- [Given instruction 1]:
Below the open data portal Q&A come some entries. From those entries, copy out these lines exactly: begin at the line that has "Target: <item>shoulder</item>" and stop after the line that has "POLYGON ((156 150, 151".

- [Source passage]:

[start]

Q&A: Open data portal

Connecticut plans to launch its open data portal in about a month. Several residents, from data scientists to elected representatives, have different perspectives on what the portal means. So we reached out to a few of them to get their take:

Mark Abraham, Executive Director of CT Data Haven
Mark Abraham is executive director of Data Haven, a New Haven nonprofit that compiles and shares community indicator data.

Rep. Roland Lemar, 96th district

Roland Lemar represents the 96th Assembly District, which includes parts of New Haven and East Haven. He is assistant majority whip for the House Democrats and vice chair of the Finance, Revenue and Bonding Committee.

Scott Gaul

Scott Gaul is director of the Hartford Foundation’s Community Indicators Project, a relatively new initiative to gather and analyze community data focused on the workforce and education.

Sheryl Horowitz

Sheryl Horowitz is the community research and evaluation director at the Connecticut Association for Human Services. She went to CAHS to implement “results based accountability evaluation.” She was also co-chair of a data committee for the Early Childhood Cabinet, where they discussed ways to make data public.

Zack Beatty

Zack Beatty runs a civic hackers group in New Haven, which meets occasionally to explore open data. He also works for SeeClickFix, a service that allows citizens to report issues — like potholes — to their municipal governments.

 

How can a state open data portal affect what you do? What your organization does?

Abraham: An open data portal for Connecticut can make it easier for us to routinely obtain updated data on a variety of conditions that impact the people and neighborhoods that we serve. Our organization’s mission is to help interpret, add context to and share this type of information, for example, by cross-tabulating it with data from the Federal government’s many hundreds of existing data portals. By attracting new users, I think that a portal can help foster a statewide culture of data sharing and data-informed decision making, thereby making it easier for state agencies to release better data.

Lemar: It is my hope that the data portal will provide clarity and confidence in the work that our State agencies do, but more, it will provide an opportunity for citizens to look into the impacts that an agency is expected to deliver and measure those results against expectations. It will allow everyone — citizens, policy advocates and public officials alike — to make smarter policy choices.

Gaul: Increasing access to timely, detailed data will help identify areas where we are making progress and help to identify emerging issues for the Hartford region. For a community foundation, a strong open data portal can help us to stay on top of the changing needs for communities within our region.

Horowitz: We monitor and report on indicators that reflect and impact child and family welfare within a lot of the state. Having a central place where data is readily available and updated would make our work easier and possibly more accurate.

[end]

- [Source material]:
[start]

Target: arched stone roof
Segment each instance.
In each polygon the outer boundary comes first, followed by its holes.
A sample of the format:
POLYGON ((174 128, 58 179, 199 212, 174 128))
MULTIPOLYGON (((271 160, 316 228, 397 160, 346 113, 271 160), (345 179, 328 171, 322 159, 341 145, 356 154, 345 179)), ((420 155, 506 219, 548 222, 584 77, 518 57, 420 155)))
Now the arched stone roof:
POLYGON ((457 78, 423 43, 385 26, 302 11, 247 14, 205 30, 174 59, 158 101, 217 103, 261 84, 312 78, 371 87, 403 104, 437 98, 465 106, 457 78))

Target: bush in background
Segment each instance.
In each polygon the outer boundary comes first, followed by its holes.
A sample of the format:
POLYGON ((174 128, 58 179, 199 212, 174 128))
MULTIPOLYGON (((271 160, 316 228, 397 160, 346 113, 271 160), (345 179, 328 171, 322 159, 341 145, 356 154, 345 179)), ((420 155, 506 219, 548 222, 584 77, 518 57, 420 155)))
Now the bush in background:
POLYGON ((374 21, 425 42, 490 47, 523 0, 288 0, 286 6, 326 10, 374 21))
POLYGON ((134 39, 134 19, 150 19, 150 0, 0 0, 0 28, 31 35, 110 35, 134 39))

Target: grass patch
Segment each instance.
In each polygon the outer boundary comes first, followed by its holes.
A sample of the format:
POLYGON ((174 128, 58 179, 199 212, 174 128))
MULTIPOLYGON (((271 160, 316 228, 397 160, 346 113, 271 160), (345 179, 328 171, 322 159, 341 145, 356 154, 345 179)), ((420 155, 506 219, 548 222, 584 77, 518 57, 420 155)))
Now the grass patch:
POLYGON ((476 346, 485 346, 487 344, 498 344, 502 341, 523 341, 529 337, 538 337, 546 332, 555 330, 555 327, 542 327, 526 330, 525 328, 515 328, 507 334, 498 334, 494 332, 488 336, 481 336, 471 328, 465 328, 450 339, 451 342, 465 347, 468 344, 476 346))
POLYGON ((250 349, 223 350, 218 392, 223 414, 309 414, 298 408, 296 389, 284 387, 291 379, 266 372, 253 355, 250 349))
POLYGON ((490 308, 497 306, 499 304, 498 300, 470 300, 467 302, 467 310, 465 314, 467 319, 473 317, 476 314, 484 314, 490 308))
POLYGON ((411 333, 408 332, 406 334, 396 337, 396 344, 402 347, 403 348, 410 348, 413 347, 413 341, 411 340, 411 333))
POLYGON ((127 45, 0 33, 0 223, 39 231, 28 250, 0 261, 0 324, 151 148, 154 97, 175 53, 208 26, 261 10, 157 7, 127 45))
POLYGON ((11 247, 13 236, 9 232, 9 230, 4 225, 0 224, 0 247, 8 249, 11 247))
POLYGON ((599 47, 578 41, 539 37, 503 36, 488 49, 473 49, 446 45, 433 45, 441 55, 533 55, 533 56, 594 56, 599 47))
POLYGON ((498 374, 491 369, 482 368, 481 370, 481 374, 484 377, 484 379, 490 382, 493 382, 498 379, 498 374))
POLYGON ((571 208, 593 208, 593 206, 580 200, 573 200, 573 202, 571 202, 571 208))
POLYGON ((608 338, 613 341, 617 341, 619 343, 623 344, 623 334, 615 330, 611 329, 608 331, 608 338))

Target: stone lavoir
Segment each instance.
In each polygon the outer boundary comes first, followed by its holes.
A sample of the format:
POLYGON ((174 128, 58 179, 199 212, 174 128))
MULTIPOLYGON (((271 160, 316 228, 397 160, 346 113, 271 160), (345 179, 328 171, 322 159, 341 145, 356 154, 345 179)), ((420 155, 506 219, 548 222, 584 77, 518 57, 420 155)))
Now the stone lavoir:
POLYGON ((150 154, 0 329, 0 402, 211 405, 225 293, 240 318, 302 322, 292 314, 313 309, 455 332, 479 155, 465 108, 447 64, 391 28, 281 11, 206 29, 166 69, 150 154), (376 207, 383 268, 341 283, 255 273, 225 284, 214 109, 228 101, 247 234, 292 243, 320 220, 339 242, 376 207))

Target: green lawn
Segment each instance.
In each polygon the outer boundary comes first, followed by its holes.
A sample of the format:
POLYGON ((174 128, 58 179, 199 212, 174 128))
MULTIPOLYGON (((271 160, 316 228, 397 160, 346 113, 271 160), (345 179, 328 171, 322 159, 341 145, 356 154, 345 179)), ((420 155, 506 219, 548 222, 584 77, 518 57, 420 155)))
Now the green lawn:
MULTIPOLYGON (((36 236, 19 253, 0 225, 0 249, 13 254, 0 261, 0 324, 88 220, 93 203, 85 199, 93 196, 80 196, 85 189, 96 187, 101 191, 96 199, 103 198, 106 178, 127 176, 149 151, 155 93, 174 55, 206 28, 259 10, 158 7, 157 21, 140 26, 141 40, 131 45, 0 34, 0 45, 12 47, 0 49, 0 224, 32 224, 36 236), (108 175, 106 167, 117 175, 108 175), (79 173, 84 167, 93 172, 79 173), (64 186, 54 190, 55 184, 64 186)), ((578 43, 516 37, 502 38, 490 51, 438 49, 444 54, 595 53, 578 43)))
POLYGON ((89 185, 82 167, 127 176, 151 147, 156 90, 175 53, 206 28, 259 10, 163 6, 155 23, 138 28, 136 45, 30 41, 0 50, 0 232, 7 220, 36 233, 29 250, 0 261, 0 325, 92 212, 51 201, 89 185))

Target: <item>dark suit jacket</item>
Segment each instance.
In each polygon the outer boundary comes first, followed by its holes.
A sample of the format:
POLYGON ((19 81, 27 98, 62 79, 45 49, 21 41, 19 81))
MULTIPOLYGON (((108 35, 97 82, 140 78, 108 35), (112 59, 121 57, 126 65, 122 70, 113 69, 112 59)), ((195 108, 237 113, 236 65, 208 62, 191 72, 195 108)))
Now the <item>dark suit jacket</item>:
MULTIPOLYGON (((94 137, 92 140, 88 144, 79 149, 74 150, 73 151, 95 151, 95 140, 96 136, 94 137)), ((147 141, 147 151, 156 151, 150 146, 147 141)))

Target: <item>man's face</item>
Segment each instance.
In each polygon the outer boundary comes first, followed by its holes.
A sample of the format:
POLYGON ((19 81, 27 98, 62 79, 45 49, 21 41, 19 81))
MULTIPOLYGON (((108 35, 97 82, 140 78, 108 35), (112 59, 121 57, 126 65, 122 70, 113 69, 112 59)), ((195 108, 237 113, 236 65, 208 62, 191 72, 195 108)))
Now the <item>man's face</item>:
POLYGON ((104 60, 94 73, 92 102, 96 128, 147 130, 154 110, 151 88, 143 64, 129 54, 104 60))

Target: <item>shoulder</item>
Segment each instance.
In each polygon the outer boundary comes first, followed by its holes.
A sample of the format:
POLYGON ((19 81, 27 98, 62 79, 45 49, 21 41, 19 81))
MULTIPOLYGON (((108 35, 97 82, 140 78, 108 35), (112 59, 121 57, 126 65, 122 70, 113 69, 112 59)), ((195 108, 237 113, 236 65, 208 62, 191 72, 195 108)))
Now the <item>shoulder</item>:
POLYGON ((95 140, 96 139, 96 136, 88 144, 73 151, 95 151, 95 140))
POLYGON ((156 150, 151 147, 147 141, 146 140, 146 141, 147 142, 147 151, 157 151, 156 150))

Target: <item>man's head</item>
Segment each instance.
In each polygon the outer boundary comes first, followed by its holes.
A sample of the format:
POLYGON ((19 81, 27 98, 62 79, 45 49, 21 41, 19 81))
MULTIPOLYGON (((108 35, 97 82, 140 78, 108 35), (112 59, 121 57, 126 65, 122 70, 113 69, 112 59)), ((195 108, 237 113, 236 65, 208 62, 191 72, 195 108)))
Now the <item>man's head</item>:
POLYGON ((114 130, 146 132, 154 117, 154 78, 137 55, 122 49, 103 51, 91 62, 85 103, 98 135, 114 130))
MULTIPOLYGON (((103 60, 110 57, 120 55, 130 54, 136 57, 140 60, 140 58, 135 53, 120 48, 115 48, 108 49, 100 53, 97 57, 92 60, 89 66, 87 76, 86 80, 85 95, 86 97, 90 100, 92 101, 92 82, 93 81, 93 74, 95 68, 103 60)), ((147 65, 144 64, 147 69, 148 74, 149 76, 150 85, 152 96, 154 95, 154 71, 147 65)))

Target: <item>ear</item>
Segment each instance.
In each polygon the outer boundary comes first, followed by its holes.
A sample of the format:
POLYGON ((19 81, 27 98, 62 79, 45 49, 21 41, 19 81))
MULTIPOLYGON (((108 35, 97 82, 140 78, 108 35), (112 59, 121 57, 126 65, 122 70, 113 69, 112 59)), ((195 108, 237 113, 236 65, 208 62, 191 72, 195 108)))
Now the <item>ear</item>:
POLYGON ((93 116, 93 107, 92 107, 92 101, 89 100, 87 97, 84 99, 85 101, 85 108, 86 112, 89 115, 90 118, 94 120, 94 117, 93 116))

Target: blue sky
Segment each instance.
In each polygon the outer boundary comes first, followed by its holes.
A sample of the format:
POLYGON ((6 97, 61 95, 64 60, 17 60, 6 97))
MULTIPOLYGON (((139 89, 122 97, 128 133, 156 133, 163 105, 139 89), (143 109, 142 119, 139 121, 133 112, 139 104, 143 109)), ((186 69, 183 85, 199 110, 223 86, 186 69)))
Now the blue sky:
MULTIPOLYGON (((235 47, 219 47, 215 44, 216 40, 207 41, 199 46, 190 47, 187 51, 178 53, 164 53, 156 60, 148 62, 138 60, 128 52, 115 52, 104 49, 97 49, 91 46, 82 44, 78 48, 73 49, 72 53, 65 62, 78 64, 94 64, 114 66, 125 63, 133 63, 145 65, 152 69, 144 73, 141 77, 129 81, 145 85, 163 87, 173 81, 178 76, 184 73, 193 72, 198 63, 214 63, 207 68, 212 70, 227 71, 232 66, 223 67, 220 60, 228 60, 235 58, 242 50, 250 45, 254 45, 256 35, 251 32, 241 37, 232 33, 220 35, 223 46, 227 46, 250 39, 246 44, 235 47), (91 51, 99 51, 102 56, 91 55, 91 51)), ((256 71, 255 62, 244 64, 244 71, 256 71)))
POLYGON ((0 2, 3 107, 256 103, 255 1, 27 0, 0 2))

[end]

- [Given instruction 2]:
In the open data portal Q&A, condense the paragraph beginning "Abraham: An open data portal for Connecticut" into a short bulleted list that keeps its main facts.

- [Correct answer 1]:
Target: <item>shoulder</item>
Segment each instance.
In each polygon the outer boundary comes first, followed by its holes.
A sample of the format:
POLYGON ((19 81, 27 98, 62 79, 45 49, 21 41, 19 81))
MULTIPOLYGON (((108 35, 97 82, 140 78, 108 35), (112 59, 121 57, 126 65, 122 70, 113 69, 112 59)), ((195 108, 237 113, 236 65, 208 62, 191 72, 195 108)))
Now the <item>shoulder</item>:
POLYGON ((95 140, 96 139, 96 136, 88 144, 73 151, 95 151, 95 140))
POLYGON ((156 150, 151 147, 147 141, 146 140, 146 141, 147 142, 147 151, 157 151, 156 150))

- [Correct answer 2]:
- A Connecticut open data portal can make it easier for Data Haven to routinely obtain updated data on conditions that affect the people and neighborhoods it serves.
- The organization's mission is to interpret, add context to and share such information, for example by cross-tabulating it with data from the Federal government's many hundreds of existing data portals.
- By attracting new users, a portal can help foster a statewide culture of data sharing and data-informed decision making, which makes it easier for state agencies to release better data.